▶ **Consignes de travail**:
1 > Traduisez en anglais la phrase suivante, tirée du texte sur l'eau d'abreuvement des volailles : « L’eau n’a pas seulement la fonction d’abreuver les volailles. »
2 > D'après le texte sur l'eau d'abreuvement des volailles, pourquoi une eau correctement désinfectée en sortie de sas peut-elle ne plus l'être à l'arrivée aux pipettes ? Répondez en une à trois phrases.
3 > Poursuivez le texte sur l'eau d'abreuvement des volailles au point où il s'arrête.

▶ **Extrait choisi**:
Le nettoyage mécanique des canalisations limite la formation du biofilm et optimise l’efficacité des biocides. De nouveaux équipements rendent cette pratique plus facile à mettre en œuvre.

Premier aliment de la volaille, l’eau n’a pas toujours l’attention qu’elle mérite. Avec les préoccupations grandissantes de démédication, elle devient pourtant un élément déterminant de la réussite de l’élevage, au même titre que le sont la gestion de l’ambiance ou l’alimentation solide. L’eau n’a pas seulement la fonction d’abreuver les volailles. Elle sert aussi de support pour de multiples traitements : supplémentation nutritionnelle, traitement antibiotique, vaccination… Leur efficacité peut être compromise par une eau non potable, que ce soit sur les critères physico-chimiques (pH, dureté, teneur en fer et en manganèse…) ou bactériologiques. Les entreprises spécialisées dans l’hygiène de l’eau ont beaucoup innové ces dernières années. L’éleveur dispose d’une palette d’équipements et de produits biocides, à choisir en fonction des spécificités de son eau de réseau ou de forage. Il reste malgré tout des marges de progrès importantes, notamment en ce qui concerne la qualité bactériologique de l’eau. « Celle-ci s’améliore tout doucement, a confirmé le vétérinaire Vincent Turblin, lors d’une table ronde organisée par l’Itavi. Il y a trois ans, 59 % des analyses d’eau réalisées au sein de notre cabinet vétérinaire étaient bactériologiquement non conformes contre 50 % aujourd’hui. » Le même constat a été établi lors du Forum de l’eau organisé en décembre par Mixscience. Une enquête dans une centaine d’élevages de chair a montré un taux d’eau potable de 64 % à l’arrivée dans le sas et de seulement 12 % en bout de ligne.

La première idée reçue est de penser que l’eau du réseau est obligatoirement de bonne qualité. De même, une eau correctement désinfectée en sortie de sas ne l’est pas forcément à l’arrivée aux pipettes. La contamination se fait dans les canalisations et est liée à la présence de biofilm. Cette masse d’aspect gélatineux, pas forcément visible et constituée d’un amas de bactéries, d’algues et de matières organiques, peut rapidement coloniser l’ensemble du réseau d’eau. « Il s’agit d’une structure plus complexe qu’on ne le croit », souligne Christophe Forêt de la société de traitement des eaux Kurita. Elle protège les bactéries de l’action des biocides et capte les molécules médicamenteuses.

En volaille, les conditions hydrauliques sont particulièrement propices au développement du biofilm, notamment en début de lot (température élevée, faible débit). L’eau peut devenir un véritable bouillon de culture d’autant plus pénalisant sur de jeunes animaux dont les systèmes digestif et immunitaire sont à peine développés.

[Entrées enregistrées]
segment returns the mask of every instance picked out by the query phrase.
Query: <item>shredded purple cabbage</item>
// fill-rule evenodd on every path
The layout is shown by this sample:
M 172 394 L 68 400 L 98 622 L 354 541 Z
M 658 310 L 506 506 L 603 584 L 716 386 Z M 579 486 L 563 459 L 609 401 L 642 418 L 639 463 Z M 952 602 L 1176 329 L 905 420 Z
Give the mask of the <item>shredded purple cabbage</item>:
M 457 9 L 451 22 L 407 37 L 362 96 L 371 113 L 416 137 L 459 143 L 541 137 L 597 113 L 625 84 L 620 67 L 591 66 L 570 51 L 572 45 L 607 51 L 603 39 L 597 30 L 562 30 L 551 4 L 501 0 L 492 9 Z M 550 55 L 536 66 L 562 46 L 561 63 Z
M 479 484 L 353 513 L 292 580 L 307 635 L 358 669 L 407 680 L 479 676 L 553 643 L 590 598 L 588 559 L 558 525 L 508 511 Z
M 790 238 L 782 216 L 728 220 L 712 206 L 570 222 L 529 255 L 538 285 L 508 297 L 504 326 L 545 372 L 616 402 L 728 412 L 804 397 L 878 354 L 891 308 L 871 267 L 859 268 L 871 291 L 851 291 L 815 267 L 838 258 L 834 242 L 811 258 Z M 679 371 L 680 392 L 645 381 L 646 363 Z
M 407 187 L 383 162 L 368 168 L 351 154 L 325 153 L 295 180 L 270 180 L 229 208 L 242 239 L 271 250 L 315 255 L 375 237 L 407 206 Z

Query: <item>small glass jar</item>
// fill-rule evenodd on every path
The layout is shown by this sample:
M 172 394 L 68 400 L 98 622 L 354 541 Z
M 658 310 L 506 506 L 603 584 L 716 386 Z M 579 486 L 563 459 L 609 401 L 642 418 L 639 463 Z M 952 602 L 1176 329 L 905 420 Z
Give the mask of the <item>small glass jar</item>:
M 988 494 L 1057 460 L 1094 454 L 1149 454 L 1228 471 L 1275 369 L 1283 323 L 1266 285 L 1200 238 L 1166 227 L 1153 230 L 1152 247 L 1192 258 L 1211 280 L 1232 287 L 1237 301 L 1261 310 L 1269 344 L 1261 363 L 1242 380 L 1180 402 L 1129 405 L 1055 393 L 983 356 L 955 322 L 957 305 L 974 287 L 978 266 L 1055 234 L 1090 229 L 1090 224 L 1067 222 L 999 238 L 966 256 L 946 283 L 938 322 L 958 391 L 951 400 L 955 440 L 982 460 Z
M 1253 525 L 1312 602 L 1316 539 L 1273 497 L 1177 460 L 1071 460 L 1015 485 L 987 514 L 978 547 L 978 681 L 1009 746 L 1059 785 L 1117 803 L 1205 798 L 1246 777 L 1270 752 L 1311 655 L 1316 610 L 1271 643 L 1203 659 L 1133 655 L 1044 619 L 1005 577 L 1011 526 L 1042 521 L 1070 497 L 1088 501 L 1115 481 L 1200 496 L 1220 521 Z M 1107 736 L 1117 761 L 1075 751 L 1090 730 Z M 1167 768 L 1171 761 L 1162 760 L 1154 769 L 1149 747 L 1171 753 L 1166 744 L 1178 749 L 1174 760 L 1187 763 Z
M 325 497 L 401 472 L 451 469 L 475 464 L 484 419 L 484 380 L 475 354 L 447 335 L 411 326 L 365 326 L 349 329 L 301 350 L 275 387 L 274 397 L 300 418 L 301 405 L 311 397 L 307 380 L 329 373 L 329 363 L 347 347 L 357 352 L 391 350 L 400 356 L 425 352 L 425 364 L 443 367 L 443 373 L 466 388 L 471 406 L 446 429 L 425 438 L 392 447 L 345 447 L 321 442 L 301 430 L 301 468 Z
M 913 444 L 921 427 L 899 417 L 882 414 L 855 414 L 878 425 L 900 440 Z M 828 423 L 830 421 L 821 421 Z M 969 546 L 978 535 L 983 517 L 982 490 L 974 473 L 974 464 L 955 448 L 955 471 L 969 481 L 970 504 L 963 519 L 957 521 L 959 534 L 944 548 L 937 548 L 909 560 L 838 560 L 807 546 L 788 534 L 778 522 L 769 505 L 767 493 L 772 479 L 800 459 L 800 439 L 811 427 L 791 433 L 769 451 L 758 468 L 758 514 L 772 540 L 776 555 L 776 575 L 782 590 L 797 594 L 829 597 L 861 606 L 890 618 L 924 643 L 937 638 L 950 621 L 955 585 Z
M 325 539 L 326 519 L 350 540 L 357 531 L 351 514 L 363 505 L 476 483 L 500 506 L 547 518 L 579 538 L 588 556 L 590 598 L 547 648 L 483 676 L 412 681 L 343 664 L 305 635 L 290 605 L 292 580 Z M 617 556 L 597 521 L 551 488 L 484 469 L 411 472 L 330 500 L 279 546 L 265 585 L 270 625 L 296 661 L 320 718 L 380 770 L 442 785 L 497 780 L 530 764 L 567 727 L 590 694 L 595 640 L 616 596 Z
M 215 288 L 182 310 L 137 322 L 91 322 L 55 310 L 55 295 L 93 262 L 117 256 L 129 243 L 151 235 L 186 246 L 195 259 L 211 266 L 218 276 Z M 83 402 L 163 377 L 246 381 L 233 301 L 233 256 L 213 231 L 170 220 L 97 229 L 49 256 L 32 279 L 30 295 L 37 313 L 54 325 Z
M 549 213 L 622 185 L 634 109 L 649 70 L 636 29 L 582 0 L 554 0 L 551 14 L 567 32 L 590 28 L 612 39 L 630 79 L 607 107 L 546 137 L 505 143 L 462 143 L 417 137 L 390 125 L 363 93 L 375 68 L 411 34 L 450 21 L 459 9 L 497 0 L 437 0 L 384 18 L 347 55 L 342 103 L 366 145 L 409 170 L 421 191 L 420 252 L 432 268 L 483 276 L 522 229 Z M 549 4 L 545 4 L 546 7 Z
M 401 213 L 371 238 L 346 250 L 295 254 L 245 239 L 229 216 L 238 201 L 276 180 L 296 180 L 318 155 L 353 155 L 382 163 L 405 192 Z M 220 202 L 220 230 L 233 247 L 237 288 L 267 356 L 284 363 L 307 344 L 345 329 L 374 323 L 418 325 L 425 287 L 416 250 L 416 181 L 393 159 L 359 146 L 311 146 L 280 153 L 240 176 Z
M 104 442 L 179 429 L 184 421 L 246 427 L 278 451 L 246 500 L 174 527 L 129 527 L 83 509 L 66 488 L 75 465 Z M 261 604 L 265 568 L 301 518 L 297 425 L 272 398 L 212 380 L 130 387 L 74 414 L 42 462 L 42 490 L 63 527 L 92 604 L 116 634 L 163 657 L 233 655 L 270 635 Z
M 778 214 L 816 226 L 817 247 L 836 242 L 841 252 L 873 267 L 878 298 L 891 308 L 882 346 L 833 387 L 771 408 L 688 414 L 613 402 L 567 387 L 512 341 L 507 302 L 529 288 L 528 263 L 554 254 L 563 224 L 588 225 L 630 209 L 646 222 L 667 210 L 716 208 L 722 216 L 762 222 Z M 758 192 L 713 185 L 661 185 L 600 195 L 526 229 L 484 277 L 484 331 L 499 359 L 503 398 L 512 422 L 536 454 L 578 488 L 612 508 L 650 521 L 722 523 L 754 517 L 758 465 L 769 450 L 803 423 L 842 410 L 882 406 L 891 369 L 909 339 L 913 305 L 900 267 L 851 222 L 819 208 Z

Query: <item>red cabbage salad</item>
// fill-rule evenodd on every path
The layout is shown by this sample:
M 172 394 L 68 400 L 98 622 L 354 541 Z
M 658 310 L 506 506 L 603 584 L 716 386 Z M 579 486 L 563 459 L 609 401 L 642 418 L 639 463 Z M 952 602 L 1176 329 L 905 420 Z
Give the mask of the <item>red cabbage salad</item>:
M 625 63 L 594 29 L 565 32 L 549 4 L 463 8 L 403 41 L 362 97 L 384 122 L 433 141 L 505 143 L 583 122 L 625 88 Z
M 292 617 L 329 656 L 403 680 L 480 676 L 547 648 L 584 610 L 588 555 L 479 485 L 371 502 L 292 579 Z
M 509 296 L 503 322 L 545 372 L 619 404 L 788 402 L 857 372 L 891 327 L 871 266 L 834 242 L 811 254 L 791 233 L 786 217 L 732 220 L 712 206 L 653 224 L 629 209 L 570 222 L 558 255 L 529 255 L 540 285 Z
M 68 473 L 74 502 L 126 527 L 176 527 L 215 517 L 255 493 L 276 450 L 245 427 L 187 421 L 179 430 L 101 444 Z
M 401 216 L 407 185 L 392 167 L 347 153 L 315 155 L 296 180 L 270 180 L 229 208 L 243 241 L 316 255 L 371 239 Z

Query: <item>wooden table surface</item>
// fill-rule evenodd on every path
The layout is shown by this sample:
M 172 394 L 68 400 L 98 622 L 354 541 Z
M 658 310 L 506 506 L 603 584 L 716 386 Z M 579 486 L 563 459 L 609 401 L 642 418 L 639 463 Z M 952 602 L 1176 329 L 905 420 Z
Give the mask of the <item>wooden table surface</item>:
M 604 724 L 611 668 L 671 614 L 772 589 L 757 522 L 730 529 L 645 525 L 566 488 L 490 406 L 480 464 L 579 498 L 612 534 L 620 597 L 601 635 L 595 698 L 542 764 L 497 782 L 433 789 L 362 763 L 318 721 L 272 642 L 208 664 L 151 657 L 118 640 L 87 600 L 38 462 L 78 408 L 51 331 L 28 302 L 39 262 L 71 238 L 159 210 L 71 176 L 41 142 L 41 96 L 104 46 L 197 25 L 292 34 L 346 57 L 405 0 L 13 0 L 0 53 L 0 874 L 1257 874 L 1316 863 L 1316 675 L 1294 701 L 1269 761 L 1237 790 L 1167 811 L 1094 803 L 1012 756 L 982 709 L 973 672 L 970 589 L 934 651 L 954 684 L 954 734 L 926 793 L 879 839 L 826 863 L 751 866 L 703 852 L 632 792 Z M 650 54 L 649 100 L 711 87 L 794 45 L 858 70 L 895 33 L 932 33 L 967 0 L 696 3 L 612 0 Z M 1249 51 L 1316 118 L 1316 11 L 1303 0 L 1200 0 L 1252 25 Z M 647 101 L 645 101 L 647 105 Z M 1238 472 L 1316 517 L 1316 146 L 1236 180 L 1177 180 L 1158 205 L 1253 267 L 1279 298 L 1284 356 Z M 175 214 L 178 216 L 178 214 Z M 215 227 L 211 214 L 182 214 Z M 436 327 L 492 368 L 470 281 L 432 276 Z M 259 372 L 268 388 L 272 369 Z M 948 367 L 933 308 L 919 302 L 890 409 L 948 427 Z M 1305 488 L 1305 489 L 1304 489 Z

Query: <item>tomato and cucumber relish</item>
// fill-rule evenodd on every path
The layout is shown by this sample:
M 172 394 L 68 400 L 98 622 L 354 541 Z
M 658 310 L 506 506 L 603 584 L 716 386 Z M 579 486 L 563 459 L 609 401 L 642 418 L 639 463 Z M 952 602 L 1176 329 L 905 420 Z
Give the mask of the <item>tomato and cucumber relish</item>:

▶ **Réponses aux exercices**:
1 > Water does not serve only to give the poultry something to drink.

2 > La contamination se fait dans les canalisations, où le biofilm peut rapidement coloniser l'ensemble du réseau d'eau. Cette masse gélatineuse de bactéries, d'algues et de matières organiques protège les bactéries de l'action des biocides et capte les molécules médicamenteuses.

3 >
Complémentaire au traitement chimique, le nettoyage mécanique est un point essentiel de la gestion de la propreté des canalisations, qu’il soit ponctuel via les appareils de décapage air/eau à forte pression ou régulier avec la purge des rampes d’eau. En créant un effet chasse d’eau, la purge ou flushing a pour objectif de rincer les canalisations et de ralentir le développement du biofilm. Elle diffère de la simple vidange qui sert seulement à rafraîchir l’eau.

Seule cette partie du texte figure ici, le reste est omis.